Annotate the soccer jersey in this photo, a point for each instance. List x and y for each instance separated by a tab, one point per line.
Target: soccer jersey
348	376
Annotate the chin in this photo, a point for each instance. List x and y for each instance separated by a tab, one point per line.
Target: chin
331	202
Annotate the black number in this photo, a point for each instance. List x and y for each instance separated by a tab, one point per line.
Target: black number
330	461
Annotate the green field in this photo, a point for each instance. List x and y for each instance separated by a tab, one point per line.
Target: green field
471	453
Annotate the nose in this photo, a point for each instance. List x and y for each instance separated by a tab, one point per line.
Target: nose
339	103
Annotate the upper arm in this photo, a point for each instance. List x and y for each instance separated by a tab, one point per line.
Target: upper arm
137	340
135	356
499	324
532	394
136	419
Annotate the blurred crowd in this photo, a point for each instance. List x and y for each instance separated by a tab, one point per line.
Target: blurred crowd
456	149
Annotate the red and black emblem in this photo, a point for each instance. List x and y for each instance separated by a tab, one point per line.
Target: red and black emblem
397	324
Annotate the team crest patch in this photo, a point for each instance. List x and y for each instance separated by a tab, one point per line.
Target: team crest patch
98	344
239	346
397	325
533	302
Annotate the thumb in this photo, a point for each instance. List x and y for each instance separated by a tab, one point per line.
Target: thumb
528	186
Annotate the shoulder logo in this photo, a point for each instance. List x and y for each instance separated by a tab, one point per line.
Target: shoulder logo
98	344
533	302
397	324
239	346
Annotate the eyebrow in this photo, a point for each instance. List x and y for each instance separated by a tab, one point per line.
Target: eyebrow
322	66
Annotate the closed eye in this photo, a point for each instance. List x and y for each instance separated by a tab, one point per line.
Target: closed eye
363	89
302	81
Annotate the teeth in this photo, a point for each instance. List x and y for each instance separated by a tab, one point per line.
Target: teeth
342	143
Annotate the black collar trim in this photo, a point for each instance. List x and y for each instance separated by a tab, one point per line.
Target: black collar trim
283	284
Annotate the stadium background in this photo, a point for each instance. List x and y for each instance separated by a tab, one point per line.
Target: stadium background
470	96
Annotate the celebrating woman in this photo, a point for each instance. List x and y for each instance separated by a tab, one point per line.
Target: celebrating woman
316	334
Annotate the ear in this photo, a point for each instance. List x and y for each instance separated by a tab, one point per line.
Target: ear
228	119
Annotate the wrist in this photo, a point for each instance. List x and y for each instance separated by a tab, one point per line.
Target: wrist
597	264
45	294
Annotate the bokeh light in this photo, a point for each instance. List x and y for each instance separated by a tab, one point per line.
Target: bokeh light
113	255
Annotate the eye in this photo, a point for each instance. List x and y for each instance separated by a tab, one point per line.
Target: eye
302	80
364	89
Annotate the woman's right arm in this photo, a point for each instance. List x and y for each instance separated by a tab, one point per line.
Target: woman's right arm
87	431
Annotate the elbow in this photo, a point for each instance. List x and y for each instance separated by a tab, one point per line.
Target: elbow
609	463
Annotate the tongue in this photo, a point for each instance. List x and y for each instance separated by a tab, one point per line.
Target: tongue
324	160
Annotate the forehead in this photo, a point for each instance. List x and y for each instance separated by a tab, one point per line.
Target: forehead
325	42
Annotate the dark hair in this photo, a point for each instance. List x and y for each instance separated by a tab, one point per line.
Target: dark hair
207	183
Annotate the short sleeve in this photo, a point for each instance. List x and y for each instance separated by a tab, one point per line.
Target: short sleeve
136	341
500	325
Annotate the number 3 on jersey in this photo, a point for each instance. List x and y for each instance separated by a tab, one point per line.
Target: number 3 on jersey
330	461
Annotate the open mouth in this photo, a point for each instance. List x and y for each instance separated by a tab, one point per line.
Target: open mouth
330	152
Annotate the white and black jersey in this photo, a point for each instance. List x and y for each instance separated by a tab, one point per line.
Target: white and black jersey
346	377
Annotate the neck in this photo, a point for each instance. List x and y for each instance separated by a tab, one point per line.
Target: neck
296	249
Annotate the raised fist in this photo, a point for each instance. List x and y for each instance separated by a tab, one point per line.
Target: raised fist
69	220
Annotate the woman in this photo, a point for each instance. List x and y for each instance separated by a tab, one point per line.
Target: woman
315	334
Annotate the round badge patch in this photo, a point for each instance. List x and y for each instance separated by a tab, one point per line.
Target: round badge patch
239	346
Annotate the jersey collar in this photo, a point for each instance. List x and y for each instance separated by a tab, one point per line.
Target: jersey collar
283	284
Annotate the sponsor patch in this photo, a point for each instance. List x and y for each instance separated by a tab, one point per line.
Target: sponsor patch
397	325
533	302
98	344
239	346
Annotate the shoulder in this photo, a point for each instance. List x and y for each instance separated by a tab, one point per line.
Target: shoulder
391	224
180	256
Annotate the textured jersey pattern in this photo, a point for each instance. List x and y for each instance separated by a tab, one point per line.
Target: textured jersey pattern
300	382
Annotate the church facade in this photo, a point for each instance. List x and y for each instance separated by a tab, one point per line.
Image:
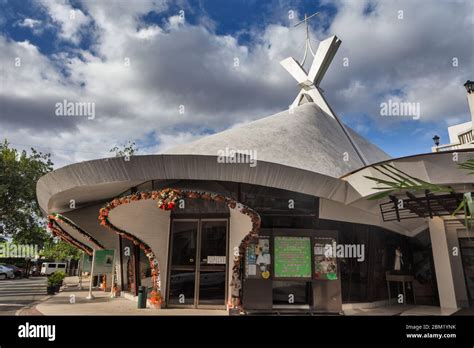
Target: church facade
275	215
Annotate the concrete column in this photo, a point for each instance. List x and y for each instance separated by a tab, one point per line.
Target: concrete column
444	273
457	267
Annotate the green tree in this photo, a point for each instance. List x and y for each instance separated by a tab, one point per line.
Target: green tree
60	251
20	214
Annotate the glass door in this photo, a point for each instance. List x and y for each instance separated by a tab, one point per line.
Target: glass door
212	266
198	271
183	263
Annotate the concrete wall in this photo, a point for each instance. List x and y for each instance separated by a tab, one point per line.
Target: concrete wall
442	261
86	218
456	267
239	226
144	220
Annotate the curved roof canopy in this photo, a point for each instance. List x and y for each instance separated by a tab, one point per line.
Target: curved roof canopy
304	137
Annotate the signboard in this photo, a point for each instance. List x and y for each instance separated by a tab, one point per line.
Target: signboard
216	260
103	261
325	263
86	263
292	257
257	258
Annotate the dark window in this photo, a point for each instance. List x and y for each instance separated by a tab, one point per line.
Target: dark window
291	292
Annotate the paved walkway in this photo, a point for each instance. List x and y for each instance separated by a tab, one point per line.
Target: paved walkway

◇ ◇ ◇ ◇

> [Set exercise]:
In your copy, repeat each record exactly and include no pictures.

> [Output of the task]:
Annotate the soccer jersey in this photo, a point for each instance. List x and y for each instance separated by a tab, one point per line.
Target: soccer jersey
348	376
Annotate the chin in this photo, a point for each instance. List x and y for each instance separated by a tab, one point per line.
Target: chin
331	202
Annotate the black number in this photo, a point for each instance. List x and y for each instance separated by a tab, one point per line.
Target: black number
330	461
Annotate the green field in this photo, a point for each instance. List x and y for each instance separated by a tab, one point per line.
Target: green field
471	453
Annotate the nose in this photo, a point for each instance. List x and y for each instance separated by a tab, one point per line.
Target: nose
339	103
Annotate the upper arm in this photo, a point for each instance. List x and y for each instance separated by a tab, one point per line.
Target: upper arm
137	340
135	356
499	324
532	394
136	419
Annotate the blurred crowd in this photo, a point for each instance. List x and y for each instance separated by a tab, one point per line.
Target: blurred crowd
456	149
Annotate the red and black emblem in this photo, a point for each instance. List x and y for each instance separated by a tab, one point per line.
Target: red and black emblem
397	324
Annotate the team crest patch in this photo, a point for each instance. List x and y for each instance separated by a tab, one point per line.
Target: team crest patch
98	344
239	346
397	325
533	302
Annotate the thumb in this photo, a point for each instance. List x and y for each instance separated by a tab, one point per line.
Target: thumb
528	186
Annotate the shoulder logo in this photo, a point for each instance. List x and y for each instance separated by a tab, one point per line.
Target: shoulder logo
98	344
533	302
397	324
239	346
Annotate the eyebrow in this photo, a point for each instance. List x and y for each instance separated by a tab, one point per line.
Target: eyebrow
322	66
Annotate the closed eye in this photo, a point for each instance. List x and y for each instance separated by a tab, one point per line.
Target: closed eye
363	89
302	81
Annotate the teeth in this photo, a point for each instance. List x and y for each instance separated by a tab, one point per line.
Target: teeth
342	143
Annotate the black collar trim in this photo, a point for each instance. List x and y for each instance separated by a tab, one point per line.
Target: black collar trim
283	284
Annotate the stadium background in this photo, a point for each instance. List x and y for each instance separated by a tab, one point per line.
Target: stadium background
470	96
Annotate the celebrating woman in this photo, a point for each instance. List x and y for each instance separated by a tab, one point per line.
Target: celebrating woman
316	334
Annotate the ear in this photo, a point for each instance. List x and y for each instance separated by a tab, one point per line.
Target: ear
228	119
Annotate the wrist in this photo, a point for each instance. List x and y for each instance separated by a tab, one point per line.
Target: wrist
597	264
45	294
Annotate the bokeh light in this photo, a point for each instance. List x and y for each instance separated by a tab, one point per line.
Target: bokeh light
113	255
Annotate the eye in this photo, a point for each instance. List x and y for each instance separated by a tab, one point per line.
Target: eye
302	80
364	89
Annotate the woman's right arm in this photo, a point for each instance. List x and y for each instance separated by a tab, one point per line.
Target: woman's right arm
87	431
Annotate the elbow in this photo, a point for each instance. List x and y for each instance separated by a tab, one point per line.
Target: elbow
609	463
Annotate the tongue in this photo, a point for each instance. List x and y for each instance separated by a tab, one point per line.
Target: tongue
324	160
Annotate the forehead in this photo, a point for each instance. List x and y for each instance separated by a tab, one point per line.
Target: forehead
325	42
Annotate the dark hair in this photo, a point for each instance. List x and y for each instance separated by a tab, one point per line.
Target: dark hair
207	183
Annotate the short sleeve in this photo, a point for each instance. List x and y for each instance separated by a tab, one point per line.
Target: short sleeve
136	341
500	325
Annotate the number 3 on jersey in this photo, a point for each instance. List x and y for each instance separated by a tab, one point per line.
Target: number 3 on jersey
330	461
Annotate the open mouth in this photo, a point for each instance. List x and y for each instance separated by a tab, one point per line.
Target: open mouth
330	152
Annotate the white and black jersey in this photo, a point for each instance. List x and y for each instance separated by a tab, one point per line.
Target: white and black jersey
346	377
Annotate the neck in this photo, a point for each instance. List x and y for each instance separated by a tab, one point per line.
Target: neck
296	249
Annotate the raised fist in this photo, a point for each instance. List x and y for each instance separated by a tab, one point per line.
Target: raised fist
69	220
Annotate the woman in this photo, a point for each instance. List x and y for each instance separated by a tab, one point per line.
Target: woman
315	334
Annotate the round badge patch in this photo, a point for each instance. List x and y for each instance separated by a tab, one point per line.
Target: round badge patch
239	346
Annotate the jersey collar in this photo, a point for each instance. List x and y for each instance separated by a tab, one point per line.
Target: jersey collar
283	284
Annotate the sponsor patch in this photo, a point for each instance. List x and y for each instance separated by a tab, one point per line.
Target: sponsor patch
397	325
533	302
98	344
239	346
Annotate the shoulder in this photo, a point for each instance. List x and y for each instance separated by a tab, one point per line.
Target: shoulder
391	224
180	256
Annotate the textured jersey pattern in this photo, a point for each instance. List x and y for each instance separated by a tab, one point per line.
Target: textured jersey pattern
300	382
Annotate the church facade in this photo, a point for each instance. List x and y for each instance separated by a tab, one point per line.
Image:
Target: church facade
275	215
Annotate the concrete column in this photo, a point for each instance. List x and y for each instance separated by a tab, one point per line.
Target: concrete column
444	273
457	267
Annotate the green tree in this photo, a point for each instance. List x and y for each instance separated by a tab, one point per line.
Target: green tree
60	251
20	214
Annotate the glass door in this photo, a point for each instance. List x and y for each instance separated by a tab, one point per line.
Target: glass door
212	266
198	271
183	263
Annotate the concrete wall in this photo, a point for each instance. List x and y for each instance separated by a tab, one point per line.
Target: concrete wall
442	261
86	218
456	267
239	226
144	220
Annotate the curved roof canopy in this photo, a point for each instance. List x and y for each instance separated by a tab, one point per line.
Target: curved roof canopy
304	137
Annotate the signboard in this photo, a point for each instance. List x and y for each instance separated by a tab, one point per line.
Target: signboard
216	260
103	261
325	263
86	263
292	257
257	258
Annotate the dark window in this photo, a point for each instance. List x and y for each instance separated by a tab, one point per line.
Target: dark window
291	292
Annotate the paved walkway in this photo, a point for each instance. List x and y for each instance separated by a tab, one point per line.
Target: paved walkway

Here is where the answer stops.